AI Testing

Testing RAG Applications: Retrieval, Chunking, and Answer Quality

HelpMeTest

16 May 2026 — 6 min read

RAG applications fail at multiple points — poor chunking, irrelevant retrieval, unfaithful generation. Testing each layer independently gives you clear signal on where failures originate. This guide covers practical testing strategies for every stage of the RAG pipeline.

Key Takeaways

RAG has three distinct failure modes. Retrieval failure (wrong chunks returned), chunking failure (right source, wrong chunk boundaries), and generation failure (hallucinations despite correct context). Test each separately.

Retrieval quality is measurable without an LLM. Use precision@k and recall@k against a labeled query set. This is fast, cheap, and highly diagnostic.

Chunking strategy affects retrieval quality profoundly. Test different chunk sizes and overlap values against your specific query distribution before deploying.

• **YOUR INSTRUCTIONS**
Copy the RAG testing guide between "RAG has three" and "Test each separately.", inclusive, swapping "hallucinations" for "fabrications".

• **PROVIDED MATERIAL**
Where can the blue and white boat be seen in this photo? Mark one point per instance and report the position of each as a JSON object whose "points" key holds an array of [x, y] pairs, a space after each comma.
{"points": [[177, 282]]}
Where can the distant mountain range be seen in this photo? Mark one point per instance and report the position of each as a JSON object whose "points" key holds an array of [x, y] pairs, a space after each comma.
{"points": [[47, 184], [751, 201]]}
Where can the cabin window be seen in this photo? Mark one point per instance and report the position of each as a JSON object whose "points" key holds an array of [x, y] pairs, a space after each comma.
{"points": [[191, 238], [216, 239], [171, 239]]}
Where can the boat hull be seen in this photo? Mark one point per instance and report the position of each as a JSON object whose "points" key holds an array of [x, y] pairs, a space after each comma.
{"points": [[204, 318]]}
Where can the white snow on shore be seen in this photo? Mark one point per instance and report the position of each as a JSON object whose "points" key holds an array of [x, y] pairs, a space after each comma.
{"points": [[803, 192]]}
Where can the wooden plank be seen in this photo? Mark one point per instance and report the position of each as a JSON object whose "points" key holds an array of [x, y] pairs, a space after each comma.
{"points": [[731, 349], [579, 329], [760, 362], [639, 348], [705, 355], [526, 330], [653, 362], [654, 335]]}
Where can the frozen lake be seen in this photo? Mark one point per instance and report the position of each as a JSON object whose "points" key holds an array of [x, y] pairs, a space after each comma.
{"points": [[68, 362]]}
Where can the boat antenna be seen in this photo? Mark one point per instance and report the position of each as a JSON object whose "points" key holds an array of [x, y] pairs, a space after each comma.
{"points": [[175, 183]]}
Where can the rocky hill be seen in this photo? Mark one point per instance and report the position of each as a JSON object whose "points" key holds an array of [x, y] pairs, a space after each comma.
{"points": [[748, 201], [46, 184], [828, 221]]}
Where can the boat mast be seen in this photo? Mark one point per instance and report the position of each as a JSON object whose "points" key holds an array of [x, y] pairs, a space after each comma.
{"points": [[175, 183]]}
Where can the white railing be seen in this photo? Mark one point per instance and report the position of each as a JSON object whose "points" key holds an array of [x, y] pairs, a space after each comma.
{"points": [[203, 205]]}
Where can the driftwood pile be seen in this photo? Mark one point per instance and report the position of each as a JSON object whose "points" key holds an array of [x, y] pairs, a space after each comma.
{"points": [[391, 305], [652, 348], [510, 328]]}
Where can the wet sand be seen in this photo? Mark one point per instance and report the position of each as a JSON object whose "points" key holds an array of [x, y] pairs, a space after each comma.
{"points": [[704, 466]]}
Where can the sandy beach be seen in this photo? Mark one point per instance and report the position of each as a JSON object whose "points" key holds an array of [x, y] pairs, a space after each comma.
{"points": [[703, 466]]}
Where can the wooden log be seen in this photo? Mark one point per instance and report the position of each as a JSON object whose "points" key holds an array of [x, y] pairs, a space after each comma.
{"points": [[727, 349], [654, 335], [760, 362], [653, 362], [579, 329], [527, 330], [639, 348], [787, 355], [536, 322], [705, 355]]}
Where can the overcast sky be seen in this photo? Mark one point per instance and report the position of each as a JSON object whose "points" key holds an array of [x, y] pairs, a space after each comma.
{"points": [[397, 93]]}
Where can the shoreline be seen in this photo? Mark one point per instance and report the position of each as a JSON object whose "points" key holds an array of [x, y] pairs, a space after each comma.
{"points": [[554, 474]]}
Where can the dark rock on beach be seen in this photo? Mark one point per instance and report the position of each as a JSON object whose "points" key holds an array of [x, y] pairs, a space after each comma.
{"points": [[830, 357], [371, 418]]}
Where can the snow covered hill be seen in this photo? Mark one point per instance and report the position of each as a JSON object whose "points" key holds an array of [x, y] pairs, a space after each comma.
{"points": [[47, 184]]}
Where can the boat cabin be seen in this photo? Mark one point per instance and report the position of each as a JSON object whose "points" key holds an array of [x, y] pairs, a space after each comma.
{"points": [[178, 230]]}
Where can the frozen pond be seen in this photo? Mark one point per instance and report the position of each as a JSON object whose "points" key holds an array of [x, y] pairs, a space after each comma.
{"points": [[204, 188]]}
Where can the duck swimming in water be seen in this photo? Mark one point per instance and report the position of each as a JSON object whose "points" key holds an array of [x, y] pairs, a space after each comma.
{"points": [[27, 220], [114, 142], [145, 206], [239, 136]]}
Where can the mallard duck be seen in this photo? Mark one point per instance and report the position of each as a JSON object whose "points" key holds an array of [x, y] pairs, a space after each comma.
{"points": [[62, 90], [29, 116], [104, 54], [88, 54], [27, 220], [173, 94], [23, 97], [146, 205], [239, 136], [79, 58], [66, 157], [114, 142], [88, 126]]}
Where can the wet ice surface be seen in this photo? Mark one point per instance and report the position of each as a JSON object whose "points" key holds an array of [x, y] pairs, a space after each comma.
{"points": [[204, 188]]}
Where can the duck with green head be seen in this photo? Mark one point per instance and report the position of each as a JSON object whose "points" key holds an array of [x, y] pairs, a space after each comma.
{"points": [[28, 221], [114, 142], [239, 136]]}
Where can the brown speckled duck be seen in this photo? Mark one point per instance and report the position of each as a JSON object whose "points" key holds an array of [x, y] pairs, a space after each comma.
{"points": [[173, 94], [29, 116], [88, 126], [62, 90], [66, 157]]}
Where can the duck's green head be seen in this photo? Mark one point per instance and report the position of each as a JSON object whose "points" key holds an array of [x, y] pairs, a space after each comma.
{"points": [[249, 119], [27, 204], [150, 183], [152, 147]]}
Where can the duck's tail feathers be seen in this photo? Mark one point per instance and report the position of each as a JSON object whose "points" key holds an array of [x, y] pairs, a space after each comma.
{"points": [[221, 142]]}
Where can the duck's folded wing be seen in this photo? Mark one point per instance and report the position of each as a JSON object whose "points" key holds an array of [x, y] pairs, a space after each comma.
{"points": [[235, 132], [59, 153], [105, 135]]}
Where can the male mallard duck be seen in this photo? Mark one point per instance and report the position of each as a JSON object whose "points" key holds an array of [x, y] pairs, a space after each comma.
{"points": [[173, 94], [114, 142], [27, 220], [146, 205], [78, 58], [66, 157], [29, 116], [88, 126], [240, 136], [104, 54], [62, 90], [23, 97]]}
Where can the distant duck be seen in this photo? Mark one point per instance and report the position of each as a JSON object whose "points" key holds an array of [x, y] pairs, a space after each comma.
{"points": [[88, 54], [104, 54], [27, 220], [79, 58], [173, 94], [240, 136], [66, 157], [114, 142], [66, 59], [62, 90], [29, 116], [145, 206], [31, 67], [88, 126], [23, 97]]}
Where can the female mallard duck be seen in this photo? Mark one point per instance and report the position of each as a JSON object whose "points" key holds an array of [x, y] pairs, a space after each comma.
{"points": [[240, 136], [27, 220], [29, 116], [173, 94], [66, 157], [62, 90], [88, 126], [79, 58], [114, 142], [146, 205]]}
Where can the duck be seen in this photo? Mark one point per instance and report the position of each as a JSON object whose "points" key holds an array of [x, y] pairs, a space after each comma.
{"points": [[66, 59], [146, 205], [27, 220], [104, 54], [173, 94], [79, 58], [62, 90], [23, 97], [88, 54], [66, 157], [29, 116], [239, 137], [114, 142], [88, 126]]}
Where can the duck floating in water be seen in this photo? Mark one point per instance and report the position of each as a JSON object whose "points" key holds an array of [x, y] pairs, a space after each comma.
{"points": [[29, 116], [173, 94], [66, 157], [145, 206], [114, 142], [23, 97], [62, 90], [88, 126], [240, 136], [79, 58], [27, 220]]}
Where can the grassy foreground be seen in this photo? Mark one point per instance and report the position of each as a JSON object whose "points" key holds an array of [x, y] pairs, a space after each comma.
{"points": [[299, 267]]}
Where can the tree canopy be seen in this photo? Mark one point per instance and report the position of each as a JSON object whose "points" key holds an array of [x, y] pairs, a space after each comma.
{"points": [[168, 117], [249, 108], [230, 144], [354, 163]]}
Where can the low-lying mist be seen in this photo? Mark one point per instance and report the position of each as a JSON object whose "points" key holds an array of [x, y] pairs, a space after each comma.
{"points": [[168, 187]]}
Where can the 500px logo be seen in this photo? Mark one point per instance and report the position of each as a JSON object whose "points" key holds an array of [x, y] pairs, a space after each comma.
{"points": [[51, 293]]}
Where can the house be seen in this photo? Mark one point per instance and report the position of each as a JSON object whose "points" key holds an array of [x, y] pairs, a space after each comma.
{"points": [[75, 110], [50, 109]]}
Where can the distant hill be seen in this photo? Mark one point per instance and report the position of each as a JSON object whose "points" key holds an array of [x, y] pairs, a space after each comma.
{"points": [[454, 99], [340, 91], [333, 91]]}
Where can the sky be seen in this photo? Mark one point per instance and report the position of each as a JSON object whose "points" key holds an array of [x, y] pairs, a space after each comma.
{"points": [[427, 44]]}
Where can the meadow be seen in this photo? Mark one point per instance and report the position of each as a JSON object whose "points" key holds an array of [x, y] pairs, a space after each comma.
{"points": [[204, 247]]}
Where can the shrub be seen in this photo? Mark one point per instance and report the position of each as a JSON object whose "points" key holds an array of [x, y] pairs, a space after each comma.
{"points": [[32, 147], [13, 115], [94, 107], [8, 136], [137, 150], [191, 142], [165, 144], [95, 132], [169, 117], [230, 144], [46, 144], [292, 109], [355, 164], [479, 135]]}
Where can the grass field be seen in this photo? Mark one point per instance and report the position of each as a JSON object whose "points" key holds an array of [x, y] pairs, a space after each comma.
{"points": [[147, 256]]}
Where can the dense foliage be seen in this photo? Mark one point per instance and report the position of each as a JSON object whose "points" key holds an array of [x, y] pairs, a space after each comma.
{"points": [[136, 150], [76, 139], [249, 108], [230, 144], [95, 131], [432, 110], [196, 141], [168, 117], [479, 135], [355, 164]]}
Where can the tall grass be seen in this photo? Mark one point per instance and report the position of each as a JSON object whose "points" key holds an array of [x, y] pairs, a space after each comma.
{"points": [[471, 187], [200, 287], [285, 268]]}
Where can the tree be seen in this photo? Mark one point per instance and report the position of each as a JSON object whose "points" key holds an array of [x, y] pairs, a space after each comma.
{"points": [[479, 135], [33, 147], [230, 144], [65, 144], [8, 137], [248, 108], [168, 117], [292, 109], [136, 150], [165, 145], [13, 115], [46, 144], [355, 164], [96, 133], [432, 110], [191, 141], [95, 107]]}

• **ANSWER AREA**
RAG has three distinct failure modes. Retrieval failure (wrong chunks returned), chunking failure (right source, wrong chunk boundaries), and generation failure (fabrications despite correct context). Test each separately.